TBSラジオ「アフター6ジャンクション」追悼特別企画への投稿:大林宣彦監督の思い出

僕と大林映画の出会いは、高校二年生だった1983年5月4日、日本テレビ「水曜ロードショー」で放送された「転校生 」でした。大林宣彦自ら再編集したもので、当時の大林映画では冒頭部に必ず「A MOVIE」と表示されていましたが、本作の冒頭は「A TELEVISION」と銘打たれていました。劇場版にはない音楽(臨海学校にバスで向かう場面でシベリウス「カレリア」組曲〜行進曲)が追加されたりもしました。「この監督の映画はすごく面白い」と思い、同年7月16日から上映された「時をかける少女」を満員の映画館に観に行って、打ちのめされました。白黒で始まり、次第に画面中央から色づき始め、タイトルが登場する場面でフルカラーに。この時点で僕は滂沱の涙を流しており、「この監督を信じて生きていこう」と決意していました。

+===+

## 出された課題 1
下の項目の最初の行から「column 1186, row 578」を含む行まで(その行も含む)を、空行を除いて一行を一つの文字列にしたJSONリストとして示してください。画像は答えに入れないでください。
この文章と項目は、互いにまったく関係がありません。

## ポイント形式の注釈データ
+===+

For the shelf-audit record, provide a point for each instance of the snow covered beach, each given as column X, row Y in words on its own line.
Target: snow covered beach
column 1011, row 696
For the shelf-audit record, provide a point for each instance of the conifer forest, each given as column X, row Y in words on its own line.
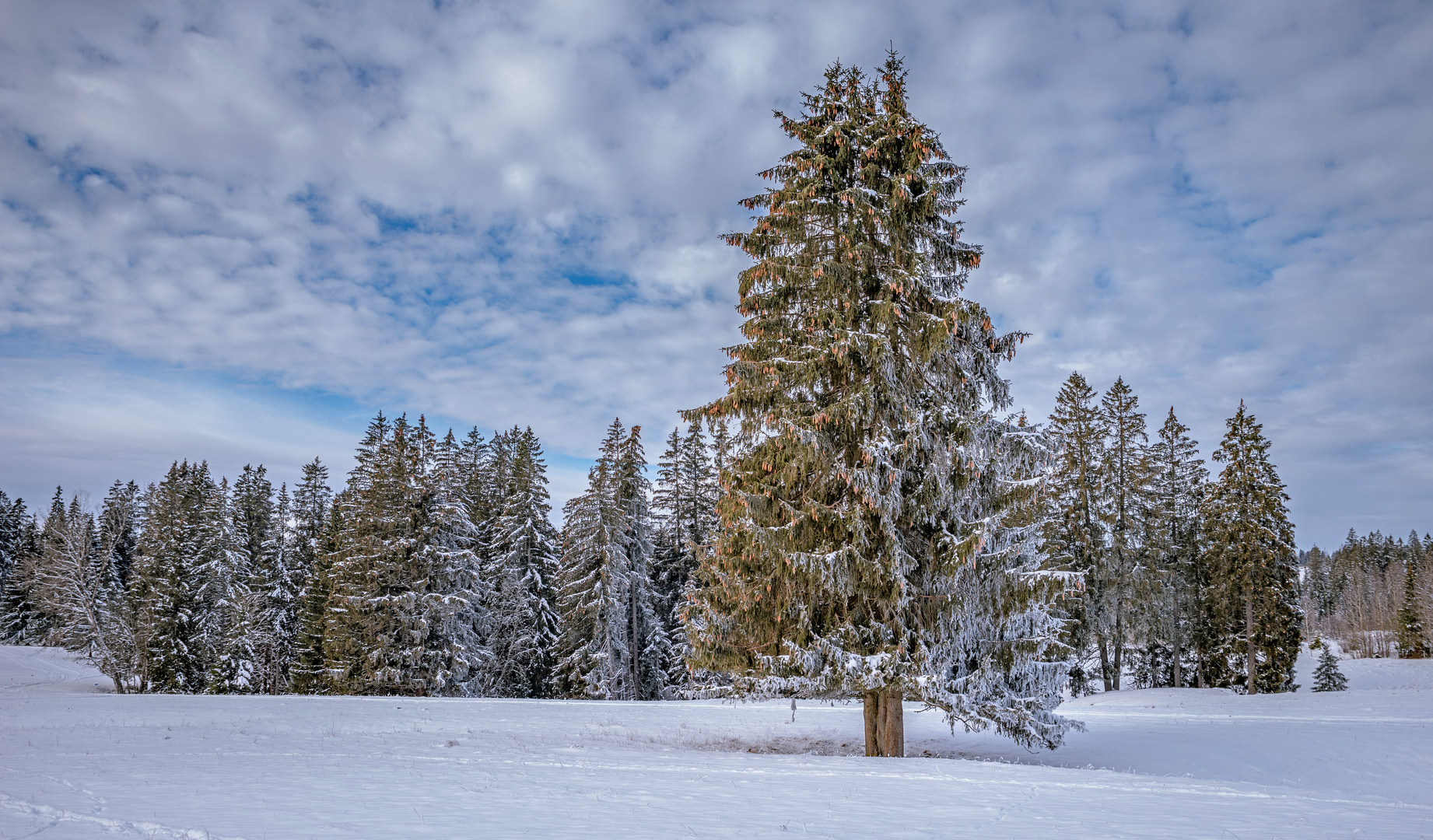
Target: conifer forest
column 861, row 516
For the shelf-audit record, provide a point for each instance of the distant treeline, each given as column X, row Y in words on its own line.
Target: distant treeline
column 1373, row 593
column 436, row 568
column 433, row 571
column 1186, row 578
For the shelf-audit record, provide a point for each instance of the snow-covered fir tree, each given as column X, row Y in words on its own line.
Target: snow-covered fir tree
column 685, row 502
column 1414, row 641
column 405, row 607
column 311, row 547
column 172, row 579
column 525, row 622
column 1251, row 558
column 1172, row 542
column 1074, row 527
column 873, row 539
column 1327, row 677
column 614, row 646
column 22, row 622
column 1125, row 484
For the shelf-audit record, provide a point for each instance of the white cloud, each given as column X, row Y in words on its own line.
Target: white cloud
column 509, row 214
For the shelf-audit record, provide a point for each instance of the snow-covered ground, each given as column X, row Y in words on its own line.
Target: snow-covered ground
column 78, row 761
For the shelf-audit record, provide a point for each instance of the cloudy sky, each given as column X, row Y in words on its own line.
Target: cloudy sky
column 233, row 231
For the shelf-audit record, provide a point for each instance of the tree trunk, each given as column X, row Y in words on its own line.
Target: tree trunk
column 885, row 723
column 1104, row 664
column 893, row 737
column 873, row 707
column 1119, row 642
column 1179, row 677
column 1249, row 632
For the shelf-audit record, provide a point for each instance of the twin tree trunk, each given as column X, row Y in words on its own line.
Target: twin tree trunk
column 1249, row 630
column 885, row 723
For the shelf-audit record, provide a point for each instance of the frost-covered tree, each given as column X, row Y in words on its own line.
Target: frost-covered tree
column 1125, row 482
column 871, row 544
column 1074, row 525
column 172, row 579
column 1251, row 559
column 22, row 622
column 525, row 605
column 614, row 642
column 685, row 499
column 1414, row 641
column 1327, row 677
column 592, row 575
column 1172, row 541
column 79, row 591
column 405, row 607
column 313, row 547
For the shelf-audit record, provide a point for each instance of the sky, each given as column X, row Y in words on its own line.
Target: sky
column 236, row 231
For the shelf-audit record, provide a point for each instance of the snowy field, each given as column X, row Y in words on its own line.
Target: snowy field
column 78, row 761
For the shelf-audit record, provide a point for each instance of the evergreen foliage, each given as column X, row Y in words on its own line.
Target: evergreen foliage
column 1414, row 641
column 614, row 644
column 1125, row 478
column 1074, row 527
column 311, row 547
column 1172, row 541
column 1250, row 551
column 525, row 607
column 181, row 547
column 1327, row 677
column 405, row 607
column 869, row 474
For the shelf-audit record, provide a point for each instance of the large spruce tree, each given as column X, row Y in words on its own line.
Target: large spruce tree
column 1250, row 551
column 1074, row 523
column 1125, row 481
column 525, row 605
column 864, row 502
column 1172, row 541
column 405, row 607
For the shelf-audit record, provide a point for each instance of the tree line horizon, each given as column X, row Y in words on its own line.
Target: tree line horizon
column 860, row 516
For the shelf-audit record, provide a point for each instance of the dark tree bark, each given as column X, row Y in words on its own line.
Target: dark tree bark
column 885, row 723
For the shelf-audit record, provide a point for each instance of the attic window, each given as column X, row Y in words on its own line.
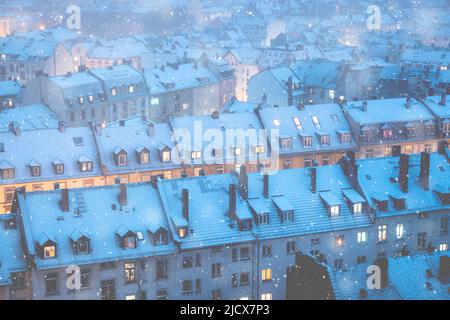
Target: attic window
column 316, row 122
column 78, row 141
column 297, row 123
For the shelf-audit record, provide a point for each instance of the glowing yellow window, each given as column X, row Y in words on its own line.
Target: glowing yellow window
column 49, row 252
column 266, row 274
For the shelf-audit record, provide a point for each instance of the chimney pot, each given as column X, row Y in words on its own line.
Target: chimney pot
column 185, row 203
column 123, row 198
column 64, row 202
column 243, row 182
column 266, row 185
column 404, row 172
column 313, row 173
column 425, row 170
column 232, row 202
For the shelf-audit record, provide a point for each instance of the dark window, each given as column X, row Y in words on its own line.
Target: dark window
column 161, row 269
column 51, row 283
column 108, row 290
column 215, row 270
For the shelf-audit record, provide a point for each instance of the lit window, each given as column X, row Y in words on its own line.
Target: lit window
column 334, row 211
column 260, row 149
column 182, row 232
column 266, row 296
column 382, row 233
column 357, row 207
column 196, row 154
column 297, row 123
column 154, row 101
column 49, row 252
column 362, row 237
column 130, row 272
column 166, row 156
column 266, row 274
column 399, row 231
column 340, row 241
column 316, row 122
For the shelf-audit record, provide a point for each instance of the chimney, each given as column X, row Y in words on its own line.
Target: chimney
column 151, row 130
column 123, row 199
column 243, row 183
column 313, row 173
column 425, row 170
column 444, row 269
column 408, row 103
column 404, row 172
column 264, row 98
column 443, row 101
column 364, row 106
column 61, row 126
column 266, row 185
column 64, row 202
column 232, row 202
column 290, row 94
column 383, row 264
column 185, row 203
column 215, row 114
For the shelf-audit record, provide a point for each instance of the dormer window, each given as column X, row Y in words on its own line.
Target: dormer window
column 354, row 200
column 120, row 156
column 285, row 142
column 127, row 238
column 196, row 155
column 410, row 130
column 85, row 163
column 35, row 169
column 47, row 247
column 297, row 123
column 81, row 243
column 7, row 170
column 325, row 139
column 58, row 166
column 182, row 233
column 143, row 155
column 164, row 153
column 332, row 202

+===+

## 出された課題 2
大林宣彦監督の思い出をつづった文章を、最後の文のあとから書き進めてください。

## 課題への答え 1
[
  "For the shelf-audit record, provide a point for each instance of the snow covered beach, each given as column X, row Y in words on its own line.",
  "Target: snow covered beach",
  "column 1011, row 696",
  "For the shelf-audit record, provide a point for each instance of the conifer forest, each given as column X, row Y in words on its own line.",
  "Target: conifer forest",
  "column 861, row 516",
  "For the shelf-audit record, provide a point for each instance of the distant treeline, each given as column X, row Y in words on its own line.",
  "Target: distant treeline",
  "column 1373, row 593",
  "column 436, row 568",
  "column 433, row 571",
  "column 1186, row 578"
]

## 課題への答え 2
「さびしんぼう」が公開された年に大学に入学し、ロケ地巡りをするために尾道に何度も行きました。今考えれば「聖地巡礼」の走りですね。当時、大林組の拠点になっていたジャズ喫茶TOMで大林監督ご本人にお会いして「いつか見た映画、いつか見た夢。」と走り書きされたサインを頂いたり、TOMのマスターから連絡を貰い、福山市・鞆の浦で撮影中だった「日本純情伝 おかしなふたり ものくるほしきひとびとの群れ」のロケを見学する機会を得たりもしました。

また大林監督の「廃市」を観て、原作者・福永武彦の大ファンになり、20代は福永文学を読み耽りました。福永の息子が芥川賞作家・池澤夏樹で、そのお嬢さんが声優の池澤春菜さん、最近何度もアトロクに出演されていますね。

その後、公式ファンクラブ「OBs Club」が組織され入会、大林監督の自伝的映画「マヌケ先生」では尾道でエキストラとして出演したりもしました(まもなく解散)。宇多丸さんも御存知の通り、「マヌケ先生」の映像は遺作「海辺の映画館 キネマの玉手箱 」に引用されています。

大林監督に最後にお会いしたのは昨年11月24日、広島国際映画祭2019で「海辺の映画館」が上映された時でした。車椅子姿でかなり体力が衰えていらっしゃいましたが、しっかり握手をしてくださいました。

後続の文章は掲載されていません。